— THE INPUT —
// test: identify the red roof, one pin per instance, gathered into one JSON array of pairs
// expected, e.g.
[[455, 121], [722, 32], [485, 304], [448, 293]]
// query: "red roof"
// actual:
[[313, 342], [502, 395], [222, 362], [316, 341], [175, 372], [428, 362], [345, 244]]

— TO BE DONE —
Print the material verbatim, all of it.

— FINISHED ANSWER —
// test: identify the red roof, one pin per instance, gathered into one JSON array of pairs
// expected, e.g.
[[455, 121], [722, 32], [485, 304], [448, 293]]
// query: "red roof"
// actual:
[[313, 342], [502, 395], [222, 362], [316, 341], [175, 372], [428, 362], [345, 244]]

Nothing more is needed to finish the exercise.